Short problem
Please find every line in the entries below that contains the string "rocky" and copy each of those lines. Case counts.

-- Recorded information start --

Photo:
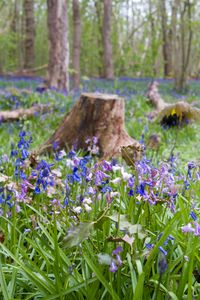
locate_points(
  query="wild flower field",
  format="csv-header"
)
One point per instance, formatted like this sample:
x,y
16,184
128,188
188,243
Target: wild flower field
x,y
76,227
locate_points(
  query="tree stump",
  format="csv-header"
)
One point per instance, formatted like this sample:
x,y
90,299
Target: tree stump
x,y
99,115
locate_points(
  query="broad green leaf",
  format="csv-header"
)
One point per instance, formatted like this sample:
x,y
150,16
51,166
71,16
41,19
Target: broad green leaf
x,y
77,234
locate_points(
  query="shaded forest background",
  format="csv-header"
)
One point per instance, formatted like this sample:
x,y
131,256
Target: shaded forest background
x,y
149,38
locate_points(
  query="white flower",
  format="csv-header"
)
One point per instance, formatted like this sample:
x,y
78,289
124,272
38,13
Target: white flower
x,y
116,168
87,207
62,153
69,163
116,180
78,209
113,194
87,201
125,175
57,172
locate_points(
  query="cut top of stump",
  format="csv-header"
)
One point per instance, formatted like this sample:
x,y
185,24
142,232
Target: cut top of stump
x,y
100,96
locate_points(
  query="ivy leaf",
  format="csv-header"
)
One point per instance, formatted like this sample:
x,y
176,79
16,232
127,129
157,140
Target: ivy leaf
x,y
104,259
77,234
125,225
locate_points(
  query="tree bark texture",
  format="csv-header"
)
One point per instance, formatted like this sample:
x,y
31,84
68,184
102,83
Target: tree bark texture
x,y
29,42
166,38
98,115
108,63
58,73
168,114
76,43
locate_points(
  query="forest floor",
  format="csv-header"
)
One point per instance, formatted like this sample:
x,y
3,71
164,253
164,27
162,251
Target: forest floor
x,y
75,229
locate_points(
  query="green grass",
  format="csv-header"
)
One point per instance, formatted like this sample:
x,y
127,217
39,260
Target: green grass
x,y
53,251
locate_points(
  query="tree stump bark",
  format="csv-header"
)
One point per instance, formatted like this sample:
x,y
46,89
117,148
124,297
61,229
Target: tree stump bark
x,y
99,115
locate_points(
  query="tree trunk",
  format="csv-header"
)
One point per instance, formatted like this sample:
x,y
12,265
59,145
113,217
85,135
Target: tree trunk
x,y
94,115
76,43
14,115
99,13
108,64
58,76
166,40
29,42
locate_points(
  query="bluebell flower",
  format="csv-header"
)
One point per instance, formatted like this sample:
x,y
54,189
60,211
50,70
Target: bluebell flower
x,y
192,214
163,250
162,264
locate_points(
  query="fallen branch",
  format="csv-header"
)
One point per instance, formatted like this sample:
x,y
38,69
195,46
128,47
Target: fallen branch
x,y
170,114
9,116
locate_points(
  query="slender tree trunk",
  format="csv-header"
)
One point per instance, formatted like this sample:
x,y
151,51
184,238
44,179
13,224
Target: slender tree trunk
x,y
58,73
76,43
108,64
99,12
29,53
166,47
183,45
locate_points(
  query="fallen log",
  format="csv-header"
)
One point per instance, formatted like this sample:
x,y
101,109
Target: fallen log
x,y
170,114
95,115
14,115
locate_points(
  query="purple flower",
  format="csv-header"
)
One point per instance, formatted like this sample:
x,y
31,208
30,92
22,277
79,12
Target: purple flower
x,y
187,228
117,250
113,267
119,261
197,229
149,246
163,250
162,264
192,214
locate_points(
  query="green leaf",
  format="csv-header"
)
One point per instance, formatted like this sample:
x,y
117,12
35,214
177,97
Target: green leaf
x,y
104,258
95,268
77,234
125,225
139,287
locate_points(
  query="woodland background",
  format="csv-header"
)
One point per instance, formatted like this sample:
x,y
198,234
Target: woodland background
x,y
148,38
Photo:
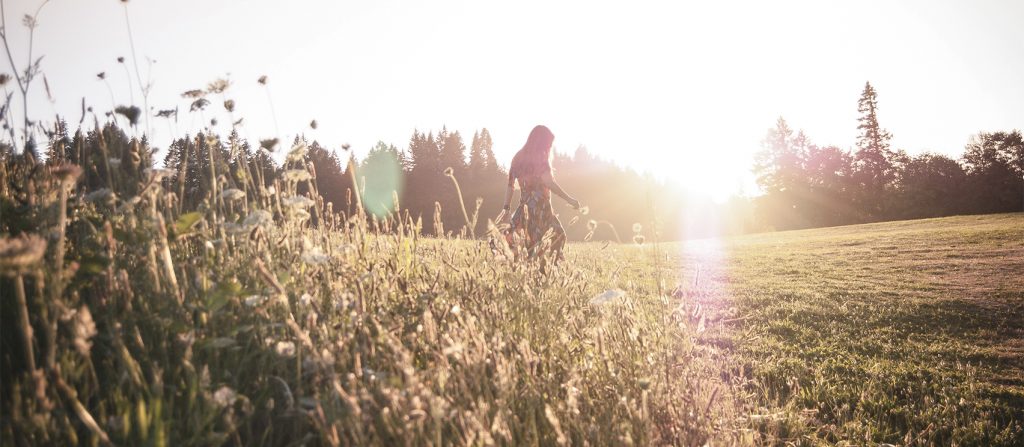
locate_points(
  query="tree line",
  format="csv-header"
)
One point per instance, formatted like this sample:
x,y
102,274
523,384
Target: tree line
x,y
418,180
809,185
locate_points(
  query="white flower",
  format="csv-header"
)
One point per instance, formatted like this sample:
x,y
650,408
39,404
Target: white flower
x,y
297,151
285,349
297,202
314,256
224,397
261,218
232,194
297,175
607,297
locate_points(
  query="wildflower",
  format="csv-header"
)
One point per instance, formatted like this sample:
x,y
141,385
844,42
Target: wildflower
x,y
199,104
17,254
607,297
218,86
314,256
131,113
297,202
285,349
84,329
297,175
224,397
268,144
232,194
298,151
261,218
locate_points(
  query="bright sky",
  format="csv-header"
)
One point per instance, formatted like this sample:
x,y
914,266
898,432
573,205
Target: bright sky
x,y
685,90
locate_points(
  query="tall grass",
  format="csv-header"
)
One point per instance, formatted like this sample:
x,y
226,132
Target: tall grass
x,y
265,319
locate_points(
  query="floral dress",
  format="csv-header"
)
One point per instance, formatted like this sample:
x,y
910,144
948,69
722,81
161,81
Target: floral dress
x,y
534,222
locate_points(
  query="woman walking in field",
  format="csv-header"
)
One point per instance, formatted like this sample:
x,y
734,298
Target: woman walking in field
x,y
534,221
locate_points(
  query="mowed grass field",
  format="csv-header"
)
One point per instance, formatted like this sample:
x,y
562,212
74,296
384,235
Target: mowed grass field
x,y
903,332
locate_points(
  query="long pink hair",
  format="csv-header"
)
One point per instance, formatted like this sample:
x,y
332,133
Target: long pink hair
x,y
535,157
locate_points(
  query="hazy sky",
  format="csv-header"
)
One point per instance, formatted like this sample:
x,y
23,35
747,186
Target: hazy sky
x,y
683,89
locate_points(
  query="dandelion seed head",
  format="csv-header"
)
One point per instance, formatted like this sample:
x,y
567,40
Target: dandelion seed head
x,y
297,151
297,175
232,194
268,144
224,397
285,349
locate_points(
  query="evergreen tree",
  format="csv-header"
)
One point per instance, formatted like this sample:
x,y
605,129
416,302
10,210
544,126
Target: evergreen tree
x,y
873,161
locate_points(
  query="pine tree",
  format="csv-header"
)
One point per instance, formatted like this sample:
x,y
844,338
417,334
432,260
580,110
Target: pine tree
x,y
873,160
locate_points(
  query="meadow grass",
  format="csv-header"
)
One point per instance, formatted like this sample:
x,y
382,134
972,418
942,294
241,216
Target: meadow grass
x,y
902,332
264,318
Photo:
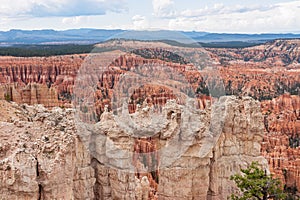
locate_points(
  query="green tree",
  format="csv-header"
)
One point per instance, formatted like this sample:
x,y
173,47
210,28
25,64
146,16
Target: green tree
x,y
255,184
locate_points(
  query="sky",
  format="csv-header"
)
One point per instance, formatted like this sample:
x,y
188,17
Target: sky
x,y
227,16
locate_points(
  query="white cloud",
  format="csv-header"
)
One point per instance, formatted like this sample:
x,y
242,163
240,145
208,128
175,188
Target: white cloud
x,y
54,8
75,20
163,8
140,22
281,17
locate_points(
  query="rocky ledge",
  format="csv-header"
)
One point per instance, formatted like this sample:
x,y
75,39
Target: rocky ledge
x,y
44,154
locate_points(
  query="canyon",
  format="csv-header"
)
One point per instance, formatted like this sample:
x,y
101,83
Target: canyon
x,y
268,73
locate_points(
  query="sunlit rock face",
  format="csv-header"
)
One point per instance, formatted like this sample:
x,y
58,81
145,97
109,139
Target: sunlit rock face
x,y
43,157
281,140
269,73
39,80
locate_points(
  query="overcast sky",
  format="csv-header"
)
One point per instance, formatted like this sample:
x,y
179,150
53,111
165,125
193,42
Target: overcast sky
x,y
235,16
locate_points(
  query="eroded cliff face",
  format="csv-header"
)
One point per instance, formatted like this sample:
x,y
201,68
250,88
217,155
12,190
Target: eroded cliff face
x,y
281,144
43,158
269,73
39,80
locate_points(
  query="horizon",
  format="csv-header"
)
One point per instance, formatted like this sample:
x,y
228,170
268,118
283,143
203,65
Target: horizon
x,y
215,16
157,30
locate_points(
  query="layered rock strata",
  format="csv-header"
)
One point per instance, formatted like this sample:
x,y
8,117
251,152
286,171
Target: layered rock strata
x,y
42,157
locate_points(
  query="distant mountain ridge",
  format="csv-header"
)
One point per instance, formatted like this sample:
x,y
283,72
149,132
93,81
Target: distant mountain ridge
x,y
91,36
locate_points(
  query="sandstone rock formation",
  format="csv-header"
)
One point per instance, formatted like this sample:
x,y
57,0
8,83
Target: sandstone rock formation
x,y
269,73
42,158
45,80
281,144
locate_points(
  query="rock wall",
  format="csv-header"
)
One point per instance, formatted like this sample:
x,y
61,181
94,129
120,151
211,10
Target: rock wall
x,y
42,157
43,80
281,144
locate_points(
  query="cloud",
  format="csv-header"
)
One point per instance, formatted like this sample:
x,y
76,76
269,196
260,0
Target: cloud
x,y
59,8
163,8
140,22
280,17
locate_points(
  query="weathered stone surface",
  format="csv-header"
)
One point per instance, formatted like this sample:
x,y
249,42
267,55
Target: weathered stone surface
x,y
41,156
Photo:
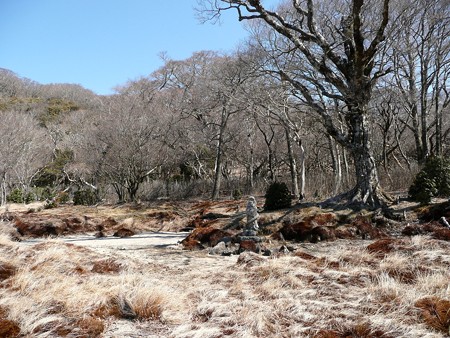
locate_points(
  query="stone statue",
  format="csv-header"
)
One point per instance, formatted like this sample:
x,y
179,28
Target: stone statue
x,y
252,215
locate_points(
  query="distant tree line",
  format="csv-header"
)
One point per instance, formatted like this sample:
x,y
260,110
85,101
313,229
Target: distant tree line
x,y
339,98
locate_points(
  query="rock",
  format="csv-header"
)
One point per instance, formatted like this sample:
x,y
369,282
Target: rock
x,y
249,246
208,236
255,239
249,258
124,232
99,234
224,249
444,222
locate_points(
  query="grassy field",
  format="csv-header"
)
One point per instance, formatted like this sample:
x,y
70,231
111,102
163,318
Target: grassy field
x,y
394,287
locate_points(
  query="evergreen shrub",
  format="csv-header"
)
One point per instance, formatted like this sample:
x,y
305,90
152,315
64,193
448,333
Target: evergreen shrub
x,y
277,196
432,181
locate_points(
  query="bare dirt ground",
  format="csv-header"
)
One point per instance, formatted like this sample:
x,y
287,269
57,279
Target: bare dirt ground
x,y
69,283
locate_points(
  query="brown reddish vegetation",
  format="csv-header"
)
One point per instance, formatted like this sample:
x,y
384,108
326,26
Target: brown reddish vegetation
x,y
8,328
6,270
435,313
435,229
201,237
434,212
322,227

-- Recorded information end --

Full output
  query="rocky ledge",
Target: rocky ledge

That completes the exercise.